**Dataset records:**
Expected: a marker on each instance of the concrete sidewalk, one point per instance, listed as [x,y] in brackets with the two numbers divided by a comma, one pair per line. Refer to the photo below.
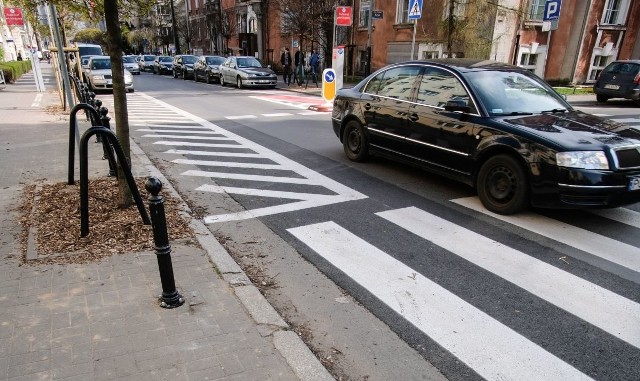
[102,320]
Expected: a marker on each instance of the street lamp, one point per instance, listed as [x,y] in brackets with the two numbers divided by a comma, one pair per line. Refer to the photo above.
[176,40]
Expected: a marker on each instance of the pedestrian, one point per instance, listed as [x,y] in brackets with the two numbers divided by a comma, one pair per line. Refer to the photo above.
[314,61]
[298,75]
[285,60]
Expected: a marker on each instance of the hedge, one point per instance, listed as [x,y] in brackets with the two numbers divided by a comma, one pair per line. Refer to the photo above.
[14,69]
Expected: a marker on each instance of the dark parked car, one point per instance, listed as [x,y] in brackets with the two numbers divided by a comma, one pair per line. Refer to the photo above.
[493,126]
[620,79]
[208,68]
[163,65]
[183,66]
[246,71]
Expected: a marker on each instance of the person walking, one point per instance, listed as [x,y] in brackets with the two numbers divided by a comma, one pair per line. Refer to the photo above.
[314,61]
[298,75]
[285,60]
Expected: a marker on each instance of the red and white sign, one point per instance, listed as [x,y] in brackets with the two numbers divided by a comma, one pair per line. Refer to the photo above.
[344,16]
[13,16]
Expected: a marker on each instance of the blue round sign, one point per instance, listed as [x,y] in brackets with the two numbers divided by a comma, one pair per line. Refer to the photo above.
[329,77]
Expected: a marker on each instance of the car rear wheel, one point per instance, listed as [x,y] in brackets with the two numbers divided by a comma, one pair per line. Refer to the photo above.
[355,141]
[502,185]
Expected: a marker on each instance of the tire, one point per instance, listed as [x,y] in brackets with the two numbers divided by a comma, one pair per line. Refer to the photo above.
[502,185]
[355,141]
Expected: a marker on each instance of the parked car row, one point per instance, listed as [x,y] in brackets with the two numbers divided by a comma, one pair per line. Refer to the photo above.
[242,71]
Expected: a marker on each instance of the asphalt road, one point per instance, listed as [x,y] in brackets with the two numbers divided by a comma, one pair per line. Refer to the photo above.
[389,272]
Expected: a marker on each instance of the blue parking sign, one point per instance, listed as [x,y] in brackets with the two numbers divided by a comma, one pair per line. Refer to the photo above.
[552,10]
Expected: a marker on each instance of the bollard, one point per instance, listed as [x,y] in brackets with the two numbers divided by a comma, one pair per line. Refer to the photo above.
[106,146]
[170,297]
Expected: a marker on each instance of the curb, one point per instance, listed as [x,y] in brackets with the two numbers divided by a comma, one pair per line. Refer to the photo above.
[269,323]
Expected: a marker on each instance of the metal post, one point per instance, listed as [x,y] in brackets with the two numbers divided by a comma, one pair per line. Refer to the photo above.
[170,297]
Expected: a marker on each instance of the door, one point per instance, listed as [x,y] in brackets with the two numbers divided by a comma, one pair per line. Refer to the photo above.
[385,103]
[443,139]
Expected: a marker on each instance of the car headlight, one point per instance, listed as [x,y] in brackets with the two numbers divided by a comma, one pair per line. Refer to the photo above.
[583,159]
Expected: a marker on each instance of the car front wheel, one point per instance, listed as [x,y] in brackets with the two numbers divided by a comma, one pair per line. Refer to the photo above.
[502,185]
[355,141]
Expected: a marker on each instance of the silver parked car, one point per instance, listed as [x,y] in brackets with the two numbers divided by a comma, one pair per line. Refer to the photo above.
[131,64]
[246,71]
[99,75]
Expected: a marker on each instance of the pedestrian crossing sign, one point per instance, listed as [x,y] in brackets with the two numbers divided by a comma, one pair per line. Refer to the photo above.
[415,9]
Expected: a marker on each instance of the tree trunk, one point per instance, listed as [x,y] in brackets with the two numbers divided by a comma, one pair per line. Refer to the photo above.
[114,44]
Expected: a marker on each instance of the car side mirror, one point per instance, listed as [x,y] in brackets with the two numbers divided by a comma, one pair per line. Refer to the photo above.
[457,105]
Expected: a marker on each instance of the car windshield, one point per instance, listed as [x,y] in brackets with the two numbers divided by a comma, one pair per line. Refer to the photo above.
[215,60]
[513,93]
[248,62]
[100,64]
[189,59]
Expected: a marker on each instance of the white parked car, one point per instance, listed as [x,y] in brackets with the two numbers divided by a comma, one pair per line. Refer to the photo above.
[99,75]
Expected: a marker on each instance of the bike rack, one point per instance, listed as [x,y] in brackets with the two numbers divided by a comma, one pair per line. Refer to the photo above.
[107,135]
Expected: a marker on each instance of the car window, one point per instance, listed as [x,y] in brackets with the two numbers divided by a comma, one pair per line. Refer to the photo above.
[248,62]
[511,92]
[100,64]
[398,82]
[438,86]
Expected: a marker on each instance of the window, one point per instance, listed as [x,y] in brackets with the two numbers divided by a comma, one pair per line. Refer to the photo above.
[438,86]
[394,83]
[612,12]
[599,63]
[529,61]
[402,12]
[536,11]
[365,8]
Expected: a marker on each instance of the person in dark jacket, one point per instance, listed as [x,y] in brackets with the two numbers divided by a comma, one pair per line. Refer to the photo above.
[285,60]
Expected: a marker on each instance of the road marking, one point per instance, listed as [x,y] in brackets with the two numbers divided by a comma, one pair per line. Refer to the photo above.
[186,137]
[493,350]
[238,176]
[606,310]
[623,215]
[241,117]
[248,148]
[37,100]
[278,114]
[598,245]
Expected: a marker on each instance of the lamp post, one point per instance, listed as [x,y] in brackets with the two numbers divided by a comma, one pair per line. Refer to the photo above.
[176,39]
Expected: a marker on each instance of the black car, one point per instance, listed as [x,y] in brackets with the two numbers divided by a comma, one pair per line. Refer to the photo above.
[207,68]
[620,79]
[163,65]
[183,65]
[496,127]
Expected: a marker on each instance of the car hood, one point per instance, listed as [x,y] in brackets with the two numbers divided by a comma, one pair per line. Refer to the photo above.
[576,130]
[257,70]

**Exercise:**
Every line above should be returned word for word, with the pictures left behind.

**Result of the task:**
Expected: a marker on each instance of the concrete sidewalk, one point per instance, listed as [x,y] in brackets with the two numbers divided by a comma, one pair per line. Refer to the photo below.
[102,320]
Expected: a marker on each instance of the street lamp, one point per instance, listed as [x,y] in brackets with the two numbers divided by a comma, one pair per line. Refer to the photo above.
[176,40]
Expected: a marker on each instance of the pedestrian, one point per instance, listed as [x,y] in brackets with the two numbers divided by a comma, one pair per line. Refer to the photo above.
[314,61]
[298,75]
[285,60]
Expected: a marker on each instance of the hedge, one point per instance, listed as [x,y] in brackets with the two numbers divided by a comma, one pair per line. Refer to the photo above.
[14,69]
Expected: a marker on each instance of the dark parked car, one point per instance, listed as [x,y] in brackets with the two numbers divided by a comma, one pair per line. Refer to the photo above.
[493,126]
[620,79]
[208,68]
[163,65]
[183,66]
[246,71]
Expected: a marker on each instance of the person walking, one point per instance, listed as [x,y] in brackets with the two numbers divided by a comma, one pair per line. Refer to the photo above.
[314,61]
[298,75]
[285,60]
Expected: a marker on each instance of the red and white sign, one point per instance, listed as [x,y] in brackets with the two numbers divided by a comma, one pair per line. Refer to the photo above.
[344,16]
[13,16]
Expected: a marker on each instance of the blue round sign, one point per instance, listed as [x,y] in brackets with the two numbers divided by a comma, one pair per line. Refer to the photo above.
[329,77]
Expected: a marker on each instance of the car rear wheel, one point per instance, listed as [x,y] in brackets with the two numbers divided by a comma, one pair per line. Refer to the photo above.
[355,141]
[502,185]
Expected: a marker on each instance of the tire, one point per instance, listed as [x,y] in brackets with the two numbers divided by a comma, one pair per line. Refer to the photo above.
[502,185]
[355,141]
Expected: a marker on each instance of the parked car row, one point per instance, listed as [x,y] in brackets with the two numbers divided by a comma, one pair per line. Refer to the photo above.
[242,71]
Expected: a marker on each instance of the asphalt road, one point per instance, listed as [x,y] in brackets with the two numbers divided by a comma, one pair per line. Refer to the photo above.
[389,272]
Expected: a marker on each instance of the blue parking sign, one point per instance, listed as [x,y] in brackets with the two numbers divided by a comma, one pair per line. Refer to the photo above.
[552,10]
Expected: a marker on each instance of the bollard, one point per instance, listed as [x,y] in brackets with the two numbers divided by a comma, one pair per line. Refer to the photo above.
[106,146]
[170,297]
Expected: a marker on each instance of the curb, one point per instance, listed as [x,y] in brackets with the two numbers divided by a comma, one pair per line. Refer to the photo above.
[269,323]
Expected: a marker on each instance of the metal post, one point per instance, listed as [x,y] in brackets with the two numbers divided by a comma, one pair per line. Refer to the photo above.
[170,297]
Expected: a marker on each instance of the door, one point per instance, listed as [x,y] in brackets with the two numbers divided by a comma, one pair per line. Refer to the photo above.
[385,103]
[443,139]
Expected: a marker on each instance of the car headlight, one point per instance, listed as [x,y] in brackets with the two numbers divided by a comma, one pair per line. Refer to the photo above.
[583,159]
Expected: a marker on each instance of the car front wheel, one point per instance, listed as [x,y] in brackets with the two numbers divided by a comma, one pair per line. Refer to the photo above.
[502,185]
[355,141]
Expected: a marker on each instance of the silver parked car, one point per instance, listed as [x,y] in brackets with the two numbers divided by a comma, one pair per line. Refer to the photo above.
[131,64]
[246,71]
[99,75]
Expected: a marker on each instance of the pedestrian crossing sign, one point per instance, listed as [x,y] in brackets with the two numbers divided by a comma, one pair per line. Refer to the photo above.
[415,9]
Expected: a marker on each instance of the tree trunk, one point per instance, listed as [x,y] in brackets with the two numbers divided by a comma, one pair per line. Refer to the photo above.
[114,44]
Expected: a marker on each instance of the car side mirror, one point per instance, listed as [x,y] in brackets with the two numbers divided by a comma, one pair per line. Refer to the photo above.
[457,105]
Expected: a marker on each instance of the car windshield, one point per instance, listed as [x,y] in brackets with the two numbers divided by a comma, one pair per line. Refer to the photo above.
[215,60]
[513,93]
[248,62]
[100,64]
[189,59]
Expected: a marker on each instance of the white parked car, one point per instance, listed as [x,y] in brackets with the two numbers divided by a comma, one pair per line. Refer to the photo above.
[99,75]
Expected: a marker on each instance of the bike rack, one point per instance, listed as [x,y] in brackets with the two numbers divided by a comma, one pair per line. Refer to the photo above.
[107,135]
Expected: a marker on each instance of the car window, one point per instance, listed as [x,y] in brackets with the two numbers divided by a comma, one pair per line. Refer to the photo above.
[248,62]
[511,92]
[100,64]
[398,82]
[438,86]
Expected: a marker on each instance of the window, one point per instance, listed as [x,y] in brackets with the two numbers divided by a comma, one pair per line. Refer to the photo above.
[438,86]
[394,83]
[612,12]
[599,63]
[529,61]
[402,12]
[536,11]
[365,8]
Expected: a marker on each instance of the person in dark jacket, one point per instance, listed as [x,y] in brackets with the two numbers divided by a comma, one pair per line. Refer to the photo above.
[285,60]
Expected: a marker on each instance of the road marking, one point per instance, listed as [x,y] in brackets with the two numbers divided by a comma, one pair per line. Refer to the photo above.
[186,137]
[493,350]
[238,176]
[606,310]
[623,215]
[241,117]
[248,148]
[37,100]
[278,114]
[598,245]
Expected: a marker on each instance of the lamp post, one point per instance, listed as [x,y] in brackets with the two numbers divided by a comma, one pair per line. Refer to the photo above.
[176,39]
Expected: a marker on each instance of the black car, one point per instance, listed as [x,y] in brackets with the two numbers divided by a comma, one pair per line. Refer to the photo above.
[207,68]
[620,79]
[163,65]
[183,65]
[496,127]
Expected: a marker on each instance of the car hood, one point per instance, listed as [x,y] in brackets with the two numbers divided by a comma, one pair per line. Refer to the photo above.
[576,130]
[257,70]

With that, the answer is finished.